= Work item =
In your answer, every line of the records should be written out exactly.

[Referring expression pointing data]

——————————

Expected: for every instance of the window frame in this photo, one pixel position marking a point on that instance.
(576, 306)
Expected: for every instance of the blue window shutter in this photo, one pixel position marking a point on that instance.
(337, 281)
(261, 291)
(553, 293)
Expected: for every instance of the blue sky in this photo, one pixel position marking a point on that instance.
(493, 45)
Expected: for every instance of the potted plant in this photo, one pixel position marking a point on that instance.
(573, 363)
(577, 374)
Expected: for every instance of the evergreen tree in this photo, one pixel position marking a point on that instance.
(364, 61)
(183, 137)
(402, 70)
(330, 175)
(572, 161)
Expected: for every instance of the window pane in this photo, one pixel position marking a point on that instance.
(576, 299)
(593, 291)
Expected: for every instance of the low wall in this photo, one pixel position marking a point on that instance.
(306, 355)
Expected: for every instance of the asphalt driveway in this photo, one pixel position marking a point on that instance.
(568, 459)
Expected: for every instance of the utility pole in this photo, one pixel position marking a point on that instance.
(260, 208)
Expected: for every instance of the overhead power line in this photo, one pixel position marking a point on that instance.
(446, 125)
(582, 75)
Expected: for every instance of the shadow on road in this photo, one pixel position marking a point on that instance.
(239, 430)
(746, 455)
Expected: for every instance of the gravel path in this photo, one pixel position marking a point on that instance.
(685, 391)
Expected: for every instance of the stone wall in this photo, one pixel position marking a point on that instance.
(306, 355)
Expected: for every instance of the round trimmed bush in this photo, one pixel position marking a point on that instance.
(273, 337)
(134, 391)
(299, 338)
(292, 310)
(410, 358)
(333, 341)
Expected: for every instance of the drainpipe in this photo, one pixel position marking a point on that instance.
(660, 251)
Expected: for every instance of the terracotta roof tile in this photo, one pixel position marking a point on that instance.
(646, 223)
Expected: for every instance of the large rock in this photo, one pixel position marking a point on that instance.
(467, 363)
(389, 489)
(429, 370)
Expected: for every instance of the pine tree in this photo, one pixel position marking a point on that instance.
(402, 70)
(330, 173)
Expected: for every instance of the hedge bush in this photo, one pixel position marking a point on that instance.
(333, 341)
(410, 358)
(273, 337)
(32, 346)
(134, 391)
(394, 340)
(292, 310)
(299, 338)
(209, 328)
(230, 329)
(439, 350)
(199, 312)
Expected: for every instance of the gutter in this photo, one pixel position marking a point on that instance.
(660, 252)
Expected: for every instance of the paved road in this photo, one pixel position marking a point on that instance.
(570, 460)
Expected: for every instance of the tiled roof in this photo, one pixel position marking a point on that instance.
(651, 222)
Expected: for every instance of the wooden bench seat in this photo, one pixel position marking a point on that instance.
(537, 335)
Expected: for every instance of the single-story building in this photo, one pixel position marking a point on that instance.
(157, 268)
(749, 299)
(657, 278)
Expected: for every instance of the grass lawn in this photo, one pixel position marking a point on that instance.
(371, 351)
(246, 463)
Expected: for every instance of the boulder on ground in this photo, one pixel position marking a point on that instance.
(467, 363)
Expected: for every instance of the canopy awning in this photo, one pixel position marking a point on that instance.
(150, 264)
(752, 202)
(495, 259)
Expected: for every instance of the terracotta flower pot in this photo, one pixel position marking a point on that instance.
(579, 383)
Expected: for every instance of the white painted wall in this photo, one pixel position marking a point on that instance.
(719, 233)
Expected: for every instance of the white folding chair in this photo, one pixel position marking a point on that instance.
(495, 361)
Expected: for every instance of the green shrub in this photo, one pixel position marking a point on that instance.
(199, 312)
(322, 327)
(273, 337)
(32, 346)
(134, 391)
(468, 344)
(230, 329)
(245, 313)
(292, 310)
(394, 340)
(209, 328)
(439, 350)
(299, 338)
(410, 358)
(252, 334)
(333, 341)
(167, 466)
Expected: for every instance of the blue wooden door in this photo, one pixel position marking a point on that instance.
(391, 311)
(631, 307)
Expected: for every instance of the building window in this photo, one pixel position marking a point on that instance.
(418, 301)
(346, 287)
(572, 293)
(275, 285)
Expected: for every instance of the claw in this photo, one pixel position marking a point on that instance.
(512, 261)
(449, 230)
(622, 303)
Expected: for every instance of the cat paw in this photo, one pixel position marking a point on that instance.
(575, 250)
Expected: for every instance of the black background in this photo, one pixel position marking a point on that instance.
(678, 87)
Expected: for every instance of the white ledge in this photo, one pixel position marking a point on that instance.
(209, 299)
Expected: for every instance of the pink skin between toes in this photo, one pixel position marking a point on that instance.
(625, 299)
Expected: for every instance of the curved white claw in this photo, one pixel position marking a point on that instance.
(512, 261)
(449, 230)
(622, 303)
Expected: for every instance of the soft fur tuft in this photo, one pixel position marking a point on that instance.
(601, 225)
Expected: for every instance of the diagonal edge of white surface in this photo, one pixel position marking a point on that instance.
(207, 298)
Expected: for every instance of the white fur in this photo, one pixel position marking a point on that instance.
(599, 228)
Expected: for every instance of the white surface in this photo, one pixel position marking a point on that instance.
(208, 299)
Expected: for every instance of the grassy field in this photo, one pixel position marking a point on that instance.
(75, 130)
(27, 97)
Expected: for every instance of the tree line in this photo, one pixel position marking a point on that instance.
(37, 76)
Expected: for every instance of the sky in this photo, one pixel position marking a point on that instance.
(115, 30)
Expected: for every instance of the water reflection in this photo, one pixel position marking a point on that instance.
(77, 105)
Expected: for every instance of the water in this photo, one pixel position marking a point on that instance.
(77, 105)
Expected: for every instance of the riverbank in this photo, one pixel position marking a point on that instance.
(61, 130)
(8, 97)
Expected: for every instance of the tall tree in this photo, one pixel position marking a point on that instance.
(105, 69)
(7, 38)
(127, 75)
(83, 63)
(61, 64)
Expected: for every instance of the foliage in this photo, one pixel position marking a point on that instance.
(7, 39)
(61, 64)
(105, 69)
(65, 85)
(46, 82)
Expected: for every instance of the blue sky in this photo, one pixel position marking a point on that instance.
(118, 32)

——————————

= Reply =
Expected: for every instance of the window frame in this photo, one pixel position marking a point on that instance.
(576, 306)
Expected: for every instance of the blue window shutter in this photo, one pixel position marking a point on that instance.
(337, 281)
(261, 291)
(553, 293)
Expected: for every instance of the blue sky in this photo, one pixel position marking a point on that instance.
(493, 45)
Expected: for every instance of the potted plant in this photo, one pixel position marking a point on that instance.
(573, 363)
(577, 374)
Expected: for every instance of the evergreen tree in this photo, one pixel position marking a point on that instance.
(364, 61)
(183, 137)
(402, 70)
(330, 175)
(572, 161)
Expected: for every instance of the window pane in this photo, one pixel position marking a point on that instance.
(576, 299)
(593, 291)
Expected: for every instance of the low wall in this photo, one pixel position marking a point on that instance.
(306, 355)
Expected: for every instance of the asphalt driveway in this photo, one pixel position marking a point on that instance.
(568, 459)
Expected: for every instance of the utility pole in this photo, one pixel position marking a point on that instance.
(260, 208)
Expected: for every instance of the overhead power line in this photo, one pixel position marking a point on that instance.
(446, 125)
(582, 75)
Expected: for every instance of the shadow on road in this photo, one pixel position marking a point on that instance.
(239, 430)
(746, 455)
Expected: for every instance of the gravel path in this photo, one pixel position marking a point on that instance.
(685, 391)
Expected: for every instance of the stone wall in this photo, one pixel position marking a point on that instance.
(306, 355)
Expected: for every instance of the round trimmed bush in this photo, one pixel position marking a point on that instance.
(273, 337)
(134, 391)
(299, 338)
(292, 310)
(410, 358)
(333, 341)
Expected: for every instance of the drainpipe in this photo, one pixel position marking a point on that instance.
(660, 251)
Expected: for every instance of the terracotta roof tile in this photo, one pixel position marking a point on that instance.
(646, 223)
Expected: for every instance of the large rock in this photo, one pixel position marking a point on that instance.
(467, 363)
(389, 489)
(429, 370)
Expected: for every instance of the pine tree in this photo, one pixel position marking a point on that instance.
(402, 70)
(330, 173)
Expected: for every instance of the hedge bush in this photo, one pixel position marking a point on that instance.
(333, 341)
(410, 358)
(273, 337)
(32, 346)
(134, 391)
(394, 340)
(292, 310)
(299, 338)
(209, 328)
(230, 329)
(439, 350)
(199, 312)
Expected: for every instance of the gutter in this photo, one pixel position marking a point on that instance.
(660, 252)
Expected: for every instance of the paved road in this photo, one pixel position marking a point on that instance.
(570, 460)
Expected: for every instance of the tiled roof in this photo, one pixel position marking a point on that instance.
(651, 222)
Expected: for every instance of the wooden bench seat in this photo, one pixel position marking a point on that instance.
(537, 335)
Expected: for every instance of the single-story building in this photo, one pixel position marking a point on that instance.
(157, 268)
(749, 299)
(657, 278)
Expected: for every instance of the grass lawn in this photo, one pixel position marking a point on that instance.
(371, 351)
(246, 463)
Expected: for every instance of the boulder on ground in this photo, one pixel position marking a point on that instance.
(467, 363)
Expected: for every instance of the canopy awning in this photo, one pixel position marking a point on that instance.
(150, 264)
(752, 202)
(495, 259)
Expected: for every instance of the terracotta flower pot in this photo, one pixel position marking a point on that instance.
(579, 383)
Expected: for every instance of the white painted wall in this photo, one pixel position marking a point on that instance.
(719, 233)
Expected: for every instance of the white folding chair in this photo, one pixel position marking a point on that instance.
(495, 361)
Expected: for every instance of the green shrub in this photo, one pixel position marking a point on that instance.
(199, 312)
(322, 327)
(273, 337)
(32, 346)
(134, 391)
(468, 344)
(230, 329)
(245, 313)
(292, 310)
(394, 340)
(209, 328)
(439, 350)
(299, 338)
(410, 358)
(252, 334)
(333, 341)
(167, 466)
Expected: for every instance of the blue wooden door in this photo, one pixel position marking a point on that instance.
(391, 311)
(631, 307)
Expected: for every instance of the building window in this photo, one pixel position marking a point on that instance.
(418, 301)
(346, 287)
(572, 293)
(275, 285)
Expected: for every instance of the claw in this photo, one pixel position marking a point on that instance.
(512, 261)
(449, 230)
(622, 303)
Expected: for every instance of the cat paw in this photo, one pixel position marking a point on that instance.
(575, 250)
Expected: for every instance of the black background in this photo, one pixel position marking a point on that instance.
(678, 87)
Expected: for every instance of the white ledge in this photo, one pixel position marking a point on that instance.
(209, 299)
Expected: for every instance of the pink skin between toes in this photo, one pixel position marking a point on that instance.
(625, 299)
Expected: for every instance of the curved white claw in this photo, one pixel position marking a point on that instance.
(512, 261)
(449, 230)
(622, 303)
Expected: for every instance of the soft fur tuft in this photo, one pixel position marking a point on that instance.
(601, 225)
Expected: for every instance of the diagonal edge of white surface in this photo, one pixel position marking a point on that instance.
(207, 298)
Expected: for every instance of the white fur in this photo, one pixel position marking a point on that instance.
(599, 228)
Expected: for every instance of the white surface in this photo, one pixel position marking a point on that instance.
(208, 299)
Expected: for every instance of the grassy field in this photo, one pixel position marking a point on that instance.
(75, 130)
(27, 97)
Expected: for every instance of the tree line in this photo, one pixel position marking a point on that instance.
(37, 76)
Expected: for every instance of the sky in this photo, one pixel position marking a point on that instance.
(115, 30)
Expected: for every instance of the water reflection in this photo, one pixel position marking a point on that instance.
(77, 105)
Expected: for every instance of the water in this photo, one pixel position marking a point on that instance.
(77, 105)
Expected: for every instance of the riverbank in this photo, one pixel position marking a point on that instance.
(61, 130)
(8, 97)
Expected: for every instance of the tall tree in this photo, one pixel position marking a point on that instance.
(105, 69)
(7, 38)
(127, 75)
(83, 63)
(61, 64)
Expected: for every instance of the foliage in this photo, one pixel position marking a point on that instance.
(7, 39)
(61, 64)
(105, 69)
(65, 85)
(46, 82)
Expected: for every instance of the blue sky in this photo, one pixel position marking a point on that instance.
(118, 32)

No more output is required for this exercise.